*What you should do*: From the line with "face, that would be most helpful." through the final line, transcribe the material below character for character; include no other lines.

Entries from a dataset

******************************

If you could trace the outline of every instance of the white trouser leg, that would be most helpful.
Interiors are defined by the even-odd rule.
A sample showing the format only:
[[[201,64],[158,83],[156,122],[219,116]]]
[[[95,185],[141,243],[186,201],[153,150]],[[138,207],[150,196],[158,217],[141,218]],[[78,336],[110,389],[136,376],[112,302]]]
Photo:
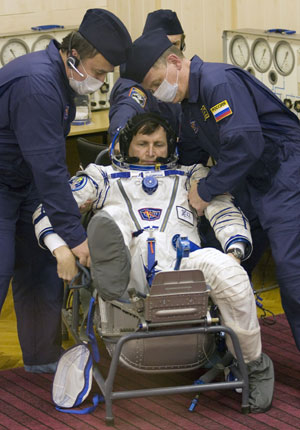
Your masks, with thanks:
[[[261,355],[260,326],[254,294],[245,270],[230,256],[214,248],[204,248],[183,258],[181,269],[200,269],[211,288],[211,298],[218,306],[222,323],[238,336],[246,363]],[[229,351],[234,355],[229,336]]]

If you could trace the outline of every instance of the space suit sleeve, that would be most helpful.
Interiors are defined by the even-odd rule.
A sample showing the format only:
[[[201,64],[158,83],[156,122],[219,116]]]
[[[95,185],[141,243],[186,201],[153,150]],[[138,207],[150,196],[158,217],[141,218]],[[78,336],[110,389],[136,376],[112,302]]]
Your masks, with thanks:
[[[89,164],[85,170],[73,176],[69,183],[79,208],[87,201],[92,203],[94,209],[100,208],[109,188],[105,169],[96,164]],[[39,205],[33,214],[33,224],[38,243],[45,248],[45,237],[56,233],[42,205]],[[60,237],[56,236],[59,240]],[[53,252],[53,249],[50,250]]]
[[[191,167],[187,175],[187,189],[189,189],[191,182],[198,182],[205,178],[209,171],[208,167],[201,164]],[[245,245],[244,259],[250,256],[252,252],[250,225],[243,212],[235,206],[231,194],[225,193],[215,196],[204,210],[204,215],[212,226],[224,252],[227,252],[234,243],[242,242]]]

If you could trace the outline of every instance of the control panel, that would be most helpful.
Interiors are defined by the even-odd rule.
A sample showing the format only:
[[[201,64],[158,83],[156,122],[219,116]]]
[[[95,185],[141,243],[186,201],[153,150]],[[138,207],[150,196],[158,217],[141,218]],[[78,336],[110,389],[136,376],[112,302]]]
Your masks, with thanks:
[[[21,55],[46,49],[51,39],[61,42],[76,29],[77,27],[72,26],[44,25],[18,33],[0,34],[0,67]],[[100,90],[90,95],[92,111],[109,108],[109,95],[117,78],[117,72],[108,73]]]
[[[0,67],[16,57],[46,49],[51,39],[59,42],[76,27],[45,25],[19,33],[0,34]]]
[[[247,70],[300,118],[300,34],[291,30],[225,30],[223,60]]]

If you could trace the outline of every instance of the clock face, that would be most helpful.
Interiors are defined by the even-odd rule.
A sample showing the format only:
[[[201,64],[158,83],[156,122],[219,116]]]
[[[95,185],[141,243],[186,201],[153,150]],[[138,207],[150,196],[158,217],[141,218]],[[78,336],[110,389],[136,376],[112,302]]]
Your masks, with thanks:
[[[251,54],[256,70],[264,73],[270,68],[272,63],[272,52],[265,39],[259,38],[253,42]]]
[[[53,37],[50,36],[50,34],[40,36],[32,45],[31,51],[42,51],[43,49],[46,49],[52,39]]]
[[[246,39],[243,36],[235,36],[229,46],[231,61],[236,66],[245,68],[249,62],[250,50]]]
[[[280,41],[274,48],[274,64],[277,71],[283,75],[289,75],[295,66],[295,55],[291,45],[286,41]]]
[[[2,47],[0,53],[0,60],[2,65],[9,63],[21,55],[28,54],[29,47],[22,39],[13,38],[9,39]]]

******************************

*Reply*:
If you could trace the outline of every instance of the clock face, that would be most helpful.
Interiors are defined by the even-odd rule.
A sample showing the format only:
[[[201,64],[158,83],[156,122],[219,116]]]
[[[95,185],[141,243],[186,201],[153,150]],[[138,207],[150,196],[158,217],[141,218]],[[78,336],[110,389],[136,376],[112,302]]]
Your masks, with thanks:
[[[251,54],[256,70],[264,73],[270,68],[272,63],[272,52],[265,39],[259,38],[253,42]]]
[[[53,37],[50,36],[50,34],[40,36],[32,45],[31,51],[42,51],[43,49],[46,49],[52,39]]]
[[[246,39],[243,36],[235,36],[229,46],[231,61],[236,66],[245,68],[249,62],[250,50]]]
[[[280,41],[274,48],[274,64],[277,71],[283,75],[289,75],[295,66],[295,55],[291,45],[286,41]]]
[[[2,47],[0,53],[0,60],[2,65],[9,63],[21,55],[28,54],[29,47],[22,39],[13,38],[9,39]]]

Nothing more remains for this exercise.